--- Start Given data ---

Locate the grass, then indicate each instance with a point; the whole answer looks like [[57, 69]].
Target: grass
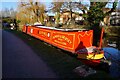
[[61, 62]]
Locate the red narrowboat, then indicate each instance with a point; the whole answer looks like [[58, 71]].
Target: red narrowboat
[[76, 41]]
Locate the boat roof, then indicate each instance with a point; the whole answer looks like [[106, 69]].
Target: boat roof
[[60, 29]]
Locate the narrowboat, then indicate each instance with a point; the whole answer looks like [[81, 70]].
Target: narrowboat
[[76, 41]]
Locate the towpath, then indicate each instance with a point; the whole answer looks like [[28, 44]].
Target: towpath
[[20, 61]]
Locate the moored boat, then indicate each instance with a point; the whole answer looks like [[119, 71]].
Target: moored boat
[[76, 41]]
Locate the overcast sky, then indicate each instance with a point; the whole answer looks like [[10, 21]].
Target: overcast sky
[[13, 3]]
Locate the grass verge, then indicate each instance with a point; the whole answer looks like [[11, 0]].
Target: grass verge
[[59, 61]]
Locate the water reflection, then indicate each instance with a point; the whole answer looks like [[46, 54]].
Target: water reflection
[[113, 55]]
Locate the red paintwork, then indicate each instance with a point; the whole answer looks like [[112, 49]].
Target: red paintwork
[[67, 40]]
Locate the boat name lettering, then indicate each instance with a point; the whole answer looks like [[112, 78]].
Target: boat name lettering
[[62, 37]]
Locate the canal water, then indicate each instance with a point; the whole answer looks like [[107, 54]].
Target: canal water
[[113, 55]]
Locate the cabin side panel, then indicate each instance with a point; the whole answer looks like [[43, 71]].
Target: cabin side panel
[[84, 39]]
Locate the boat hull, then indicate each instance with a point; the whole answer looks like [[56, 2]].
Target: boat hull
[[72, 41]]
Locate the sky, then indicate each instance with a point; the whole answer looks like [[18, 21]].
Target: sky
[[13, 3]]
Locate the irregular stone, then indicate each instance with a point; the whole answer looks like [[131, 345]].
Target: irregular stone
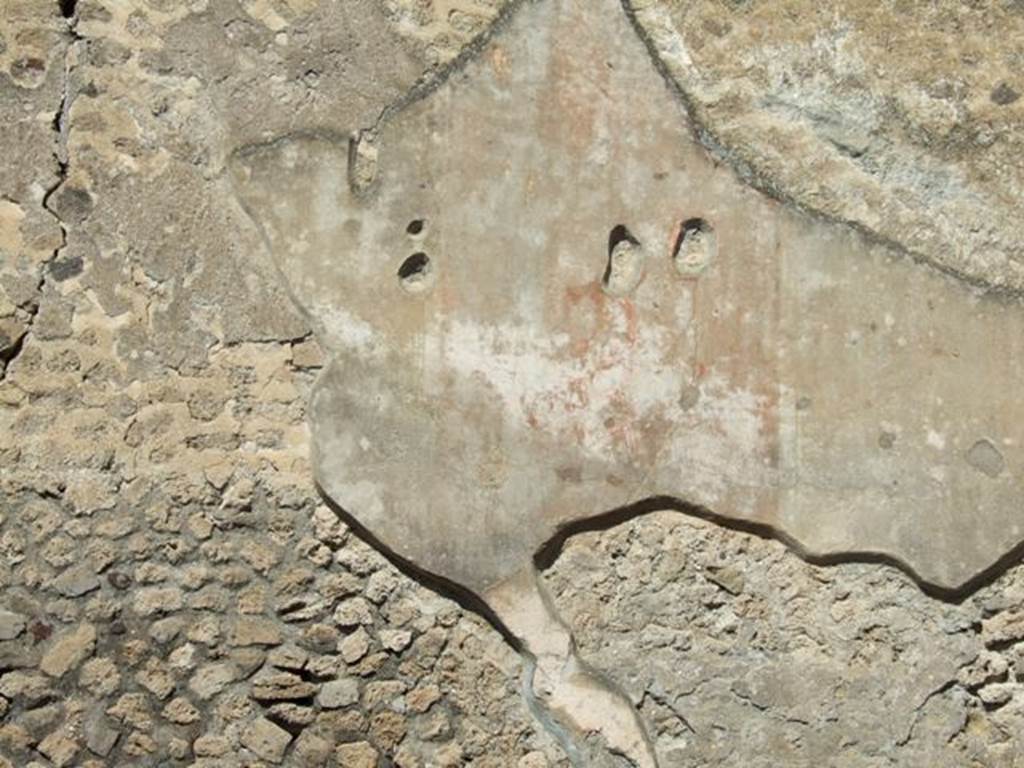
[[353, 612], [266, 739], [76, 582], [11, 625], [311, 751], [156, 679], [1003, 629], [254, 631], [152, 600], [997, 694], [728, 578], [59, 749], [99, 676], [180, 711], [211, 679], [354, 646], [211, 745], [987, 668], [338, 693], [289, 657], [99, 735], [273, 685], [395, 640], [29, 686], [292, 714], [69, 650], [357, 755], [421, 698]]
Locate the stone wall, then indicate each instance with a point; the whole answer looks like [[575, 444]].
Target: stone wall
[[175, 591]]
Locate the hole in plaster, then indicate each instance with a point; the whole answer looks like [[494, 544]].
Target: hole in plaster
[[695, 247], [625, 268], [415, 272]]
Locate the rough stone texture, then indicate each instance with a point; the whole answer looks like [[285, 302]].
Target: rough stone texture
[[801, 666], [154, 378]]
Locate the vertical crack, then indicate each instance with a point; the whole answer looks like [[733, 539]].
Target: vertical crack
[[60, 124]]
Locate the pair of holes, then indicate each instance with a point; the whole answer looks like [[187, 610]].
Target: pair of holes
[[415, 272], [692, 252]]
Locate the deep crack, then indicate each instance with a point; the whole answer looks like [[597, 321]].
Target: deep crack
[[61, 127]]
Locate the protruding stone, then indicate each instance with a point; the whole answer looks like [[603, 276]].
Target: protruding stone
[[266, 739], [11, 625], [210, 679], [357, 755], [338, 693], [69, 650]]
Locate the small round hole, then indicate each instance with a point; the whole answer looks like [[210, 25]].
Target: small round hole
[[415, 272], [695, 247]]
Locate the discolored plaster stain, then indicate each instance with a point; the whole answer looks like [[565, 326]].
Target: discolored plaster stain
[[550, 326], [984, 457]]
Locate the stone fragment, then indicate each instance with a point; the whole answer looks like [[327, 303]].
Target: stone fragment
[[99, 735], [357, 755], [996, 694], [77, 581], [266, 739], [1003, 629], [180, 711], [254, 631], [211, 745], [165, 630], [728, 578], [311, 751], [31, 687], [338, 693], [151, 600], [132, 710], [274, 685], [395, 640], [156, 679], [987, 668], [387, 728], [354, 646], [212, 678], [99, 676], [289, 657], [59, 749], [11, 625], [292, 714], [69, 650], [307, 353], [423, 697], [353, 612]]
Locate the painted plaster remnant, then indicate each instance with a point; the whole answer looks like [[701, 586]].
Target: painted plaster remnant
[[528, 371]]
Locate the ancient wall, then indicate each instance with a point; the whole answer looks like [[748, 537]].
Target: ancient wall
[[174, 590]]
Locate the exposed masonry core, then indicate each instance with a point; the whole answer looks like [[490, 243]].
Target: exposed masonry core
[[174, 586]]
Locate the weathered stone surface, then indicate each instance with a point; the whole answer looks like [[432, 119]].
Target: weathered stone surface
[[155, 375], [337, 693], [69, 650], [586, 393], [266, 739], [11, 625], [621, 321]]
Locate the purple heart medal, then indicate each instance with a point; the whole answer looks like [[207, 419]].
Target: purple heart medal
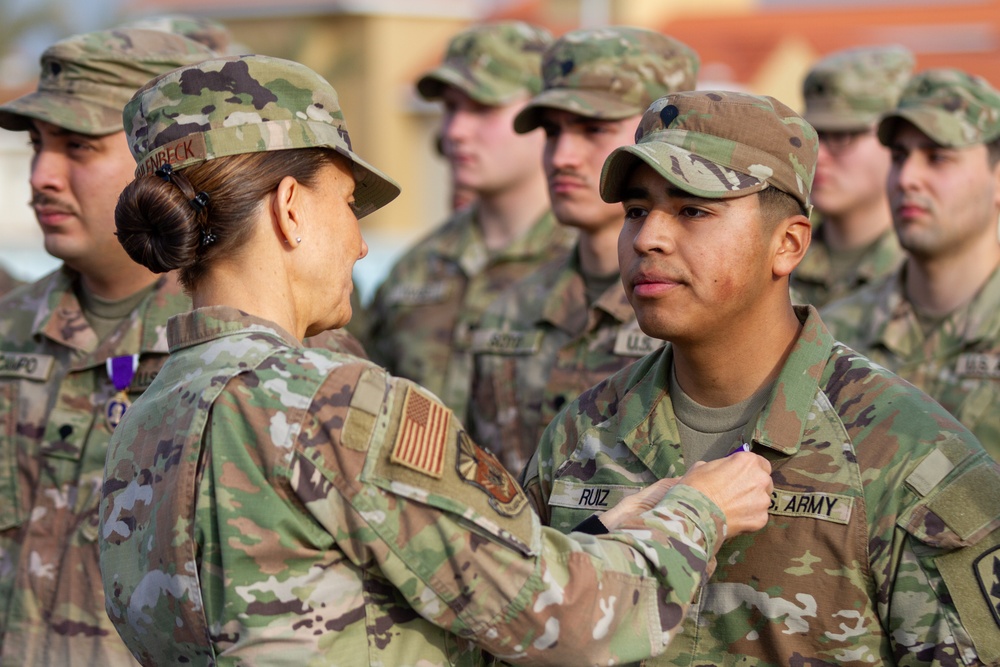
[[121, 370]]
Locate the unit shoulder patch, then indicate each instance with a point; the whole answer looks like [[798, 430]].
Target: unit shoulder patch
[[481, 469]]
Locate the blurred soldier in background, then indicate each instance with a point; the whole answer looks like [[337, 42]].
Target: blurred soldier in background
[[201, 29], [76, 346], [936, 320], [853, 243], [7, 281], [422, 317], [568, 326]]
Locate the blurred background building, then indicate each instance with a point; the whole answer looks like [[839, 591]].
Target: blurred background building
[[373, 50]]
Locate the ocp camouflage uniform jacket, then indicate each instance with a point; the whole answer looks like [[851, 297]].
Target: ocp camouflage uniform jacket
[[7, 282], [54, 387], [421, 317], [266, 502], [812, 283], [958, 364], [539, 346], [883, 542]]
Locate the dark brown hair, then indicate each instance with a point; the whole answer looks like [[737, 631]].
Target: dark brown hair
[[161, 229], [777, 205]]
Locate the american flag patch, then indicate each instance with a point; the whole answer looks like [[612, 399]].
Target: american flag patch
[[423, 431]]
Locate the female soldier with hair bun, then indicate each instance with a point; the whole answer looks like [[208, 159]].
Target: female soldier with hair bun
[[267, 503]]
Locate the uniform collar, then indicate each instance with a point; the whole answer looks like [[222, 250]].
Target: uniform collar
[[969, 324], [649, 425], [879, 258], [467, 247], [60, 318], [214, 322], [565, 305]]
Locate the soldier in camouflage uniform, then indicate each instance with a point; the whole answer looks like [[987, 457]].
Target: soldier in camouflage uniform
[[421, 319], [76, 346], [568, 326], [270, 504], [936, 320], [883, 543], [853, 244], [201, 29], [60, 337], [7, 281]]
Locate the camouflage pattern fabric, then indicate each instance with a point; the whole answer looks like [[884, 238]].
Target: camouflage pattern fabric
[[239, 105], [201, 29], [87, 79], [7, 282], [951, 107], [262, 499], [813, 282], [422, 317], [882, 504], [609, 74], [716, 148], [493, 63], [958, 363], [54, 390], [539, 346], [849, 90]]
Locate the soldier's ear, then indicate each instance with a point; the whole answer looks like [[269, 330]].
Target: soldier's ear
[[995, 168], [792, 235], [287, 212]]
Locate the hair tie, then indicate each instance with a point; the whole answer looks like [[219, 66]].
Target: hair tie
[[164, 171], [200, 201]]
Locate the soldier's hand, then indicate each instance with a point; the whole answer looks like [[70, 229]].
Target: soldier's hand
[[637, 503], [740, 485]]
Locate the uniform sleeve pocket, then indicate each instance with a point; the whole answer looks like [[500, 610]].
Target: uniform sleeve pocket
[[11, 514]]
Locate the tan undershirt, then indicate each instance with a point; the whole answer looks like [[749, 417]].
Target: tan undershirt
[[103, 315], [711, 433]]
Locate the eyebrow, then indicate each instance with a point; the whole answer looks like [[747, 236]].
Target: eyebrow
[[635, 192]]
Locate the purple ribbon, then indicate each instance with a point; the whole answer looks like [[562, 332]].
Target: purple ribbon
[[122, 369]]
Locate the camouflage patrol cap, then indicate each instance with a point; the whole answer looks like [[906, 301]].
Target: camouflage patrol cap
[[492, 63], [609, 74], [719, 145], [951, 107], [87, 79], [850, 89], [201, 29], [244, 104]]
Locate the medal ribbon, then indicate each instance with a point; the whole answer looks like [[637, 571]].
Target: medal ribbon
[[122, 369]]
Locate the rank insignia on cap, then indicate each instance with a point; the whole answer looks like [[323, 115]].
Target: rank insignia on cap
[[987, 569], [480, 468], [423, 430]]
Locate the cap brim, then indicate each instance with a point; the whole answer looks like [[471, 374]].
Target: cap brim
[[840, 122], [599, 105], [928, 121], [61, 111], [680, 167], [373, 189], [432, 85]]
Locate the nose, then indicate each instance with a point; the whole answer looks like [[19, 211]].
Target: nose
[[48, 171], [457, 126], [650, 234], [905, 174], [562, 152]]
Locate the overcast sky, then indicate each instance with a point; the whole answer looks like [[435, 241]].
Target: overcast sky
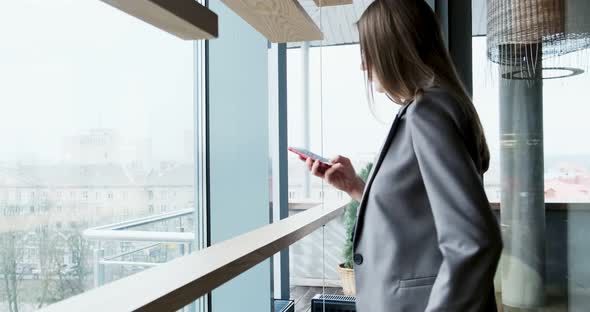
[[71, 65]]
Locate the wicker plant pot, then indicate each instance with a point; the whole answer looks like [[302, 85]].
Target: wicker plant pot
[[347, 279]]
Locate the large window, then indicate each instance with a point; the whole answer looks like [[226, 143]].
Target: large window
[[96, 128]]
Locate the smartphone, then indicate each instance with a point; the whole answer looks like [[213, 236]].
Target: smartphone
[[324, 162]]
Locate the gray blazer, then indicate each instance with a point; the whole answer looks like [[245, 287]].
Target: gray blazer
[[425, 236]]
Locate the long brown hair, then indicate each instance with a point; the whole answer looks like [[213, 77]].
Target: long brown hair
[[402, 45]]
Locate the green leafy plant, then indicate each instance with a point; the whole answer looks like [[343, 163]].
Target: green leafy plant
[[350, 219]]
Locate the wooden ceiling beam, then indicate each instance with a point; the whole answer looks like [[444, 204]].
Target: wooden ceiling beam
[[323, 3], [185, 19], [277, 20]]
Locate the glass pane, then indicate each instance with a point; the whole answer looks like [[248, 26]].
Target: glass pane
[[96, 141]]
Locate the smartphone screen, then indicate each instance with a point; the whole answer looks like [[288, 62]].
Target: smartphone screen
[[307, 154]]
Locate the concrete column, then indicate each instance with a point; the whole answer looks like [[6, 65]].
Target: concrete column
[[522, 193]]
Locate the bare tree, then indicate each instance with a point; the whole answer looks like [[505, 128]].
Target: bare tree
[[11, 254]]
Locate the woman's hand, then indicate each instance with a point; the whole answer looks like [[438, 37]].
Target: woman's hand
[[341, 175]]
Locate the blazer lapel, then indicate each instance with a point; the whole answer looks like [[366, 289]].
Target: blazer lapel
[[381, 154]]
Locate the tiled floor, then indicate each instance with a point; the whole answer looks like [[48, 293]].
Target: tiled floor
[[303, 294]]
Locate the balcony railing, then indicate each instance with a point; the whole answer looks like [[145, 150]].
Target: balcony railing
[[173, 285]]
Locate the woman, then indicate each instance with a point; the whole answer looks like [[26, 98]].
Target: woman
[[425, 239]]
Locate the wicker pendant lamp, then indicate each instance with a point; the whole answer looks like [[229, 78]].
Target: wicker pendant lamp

--- End Given data ---

• Set task: Lay out the lines of the records between the line containing "Locate the weathered" and the line containing "625], [621, 321]]", inclusive, as a numbered list. Leave out any blank lines.

• Task response:
1. Locate the weathered stone surface, then indicate each instance with a point; the whole answer looks like [[432, 119]].
2. Target: weathered stone surface
3. [[155, 375], [337, 693], [69, 650], [586, 393], [266, 739], [11, 625], [621, 321]]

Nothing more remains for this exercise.